[Rows from a pointing dataset]
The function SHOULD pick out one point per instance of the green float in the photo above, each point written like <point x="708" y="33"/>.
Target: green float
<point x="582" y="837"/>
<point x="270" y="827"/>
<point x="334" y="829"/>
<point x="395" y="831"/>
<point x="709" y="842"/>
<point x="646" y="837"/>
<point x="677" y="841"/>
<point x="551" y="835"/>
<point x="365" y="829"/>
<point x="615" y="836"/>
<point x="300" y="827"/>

## Task directions
Reproduce the material above, substituting "green buoy" for every occurrence of "green float" and leaving everything else unchanged.

## Response to the task
The function SHOULD pick out one point per instance of the green buoy in the photo above, each point written like <point x="708" y="33"/>.
Target: green buoy
<point x="582" y="837"/>
<point x="270" y="827"/>
<point x="334" y="829"/>
<point x="395" y="831"/>
<point x="709" y="842"/>
<point x="646" y="837"/>
<point x="677" y="841"/>
<point x="551" y="835"/>
<point x="365" y="829"/>
<point x="615" y="836"/>
<point x="300" y="827"/>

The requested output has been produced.